Problem to solve: In this exercise, set down every entry that follows exactly as it appears.

Records from a data collection:
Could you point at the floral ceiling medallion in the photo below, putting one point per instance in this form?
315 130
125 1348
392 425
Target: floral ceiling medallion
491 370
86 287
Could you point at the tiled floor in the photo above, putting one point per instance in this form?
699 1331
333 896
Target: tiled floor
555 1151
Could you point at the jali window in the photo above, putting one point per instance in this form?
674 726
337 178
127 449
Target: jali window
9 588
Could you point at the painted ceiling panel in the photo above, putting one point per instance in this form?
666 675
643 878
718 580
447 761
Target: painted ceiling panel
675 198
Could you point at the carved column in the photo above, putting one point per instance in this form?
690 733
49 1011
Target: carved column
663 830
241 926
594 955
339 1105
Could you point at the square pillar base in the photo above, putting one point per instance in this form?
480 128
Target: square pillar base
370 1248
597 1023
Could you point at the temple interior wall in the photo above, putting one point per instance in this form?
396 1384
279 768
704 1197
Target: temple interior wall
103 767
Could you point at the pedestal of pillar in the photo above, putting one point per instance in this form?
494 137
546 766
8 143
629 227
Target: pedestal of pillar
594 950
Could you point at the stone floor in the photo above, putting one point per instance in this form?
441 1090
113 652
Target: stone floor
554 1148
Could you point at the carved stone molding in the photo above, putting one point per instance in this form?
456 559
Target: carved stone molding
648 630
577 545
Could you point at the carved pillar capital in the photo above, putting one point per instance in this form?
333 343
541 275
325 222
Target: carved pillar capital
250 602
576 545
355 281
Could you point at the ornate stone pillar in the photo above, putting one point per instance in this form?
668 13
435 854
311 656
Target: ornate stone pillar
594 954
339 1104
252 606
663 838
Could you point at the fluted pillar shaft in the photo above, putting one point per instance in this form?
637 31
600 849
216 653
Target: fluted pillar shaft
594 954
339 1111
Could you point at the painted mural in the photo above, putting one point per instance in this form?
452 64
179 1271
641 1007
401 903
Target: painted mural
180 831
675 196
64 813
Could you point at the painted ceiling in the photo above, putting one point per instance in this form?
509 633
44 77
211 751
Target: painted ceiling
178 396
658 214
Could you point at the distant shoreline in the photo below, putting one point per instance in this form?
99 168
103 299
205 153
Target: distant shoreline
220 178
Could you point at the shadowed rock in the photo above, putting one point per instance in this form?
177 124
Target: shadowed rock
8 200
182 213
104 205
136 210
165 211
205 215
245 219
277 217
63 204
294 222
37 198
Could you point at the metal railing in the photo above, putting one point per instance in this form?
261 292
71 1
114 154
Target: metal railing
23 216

Solution:
Could you point at the floral ceiling medallion in the photo below, putting one point per instance in this form?
315 130
125 1348
392 425
Target: floral ceiling medallion
491 370
86 287
Could you point at the tiled floor in the photo above, putting one point per instance in this form?
699 1331
333 896
Target: tiled floor
555 1151
Could you point at the jali window in the photo above, putting one point per instance in this form?
674 726
337 178
127 449
Target: jali window
9 588
Could you point at the painted ceiling panel in the photo above, putting one point per instance in this form?
666 675
643 878
718 580
447 761
Target: painted ceiling panel
675 198
Could you point at the carved column in the photo above, putting one point per instance in this form?
690 733
49 1011
Target: carved column
663 830
241 926
594 955
339 1105
Could you point at the square pillar base in the photo above, putting one point per instance in this form?
480 128
Target: square pillar base
370 1248
597 1023
Could you point at the temple interior wall in the photo above, putting one point per instance in this form?
396 1384
279 768
704 1197
Target: temple interior wall
103 767
Could you point at the pedestal of pillar in the photo above, putting one point per instance in this form?
494 137
546 766
8 143
629 227
Target: pedestal of pillar
594 950
Could you point at the stone floor in the photo above, putting one point per instance in this form?
441 1090
113 652
Target: stone floor
554 1148
Could you point at the carved stone molding in the photo above, putting one point per instance in this form?
456 559
Target: carved stone molding
648 630
577 545
Could you point at the carved pillar capital in the photo above, putting one point per instance in this form?
333 343
541 275
325 222
Target: carved pillar capital
250 602
576 545
355 281
Could you point at the ornate stone pillar in the photo above, putting one point per instance in this form?
668 13
435 854
311 656
Target: ornate stone pillar
594 954
339 1104
252 606
663 838
Could you point at the fluted pillar shaft in the photo above, putting one point per instance in this form?
637 31
600 849
216 653
Target: fluted pillar shaft
594 954
339 1111
Could you point at the painted mural in the photo above, putting one point per instance in this form?
452 64
179 1271
641 1007
401 903
Target: painted mural
180 831
675 196
64 813
Could you point at the painted ceiling in the photo above, putting one point per instance in this form?
509 633
44 77
211 751
Target: painted ceiling
178 396
658 214
Could you point at the distant shoreline in the photo below, putting one point per instance in this form?
99 168
103 299
205 153
Target: distant shoreline
220 178
Could you point at the shadowed rock in the photo above, putting one point per instance in this form?
177 124
Target: shadowed rock
8 200
182 213
104 205
136 210
165 211
205 215
245 219
277 217
63 204
294 222
37 198
Could you point at the metal railing in the photo above, putting one point per instance in this form?
261 292
71 1
114 154
Target: metal railing
23 216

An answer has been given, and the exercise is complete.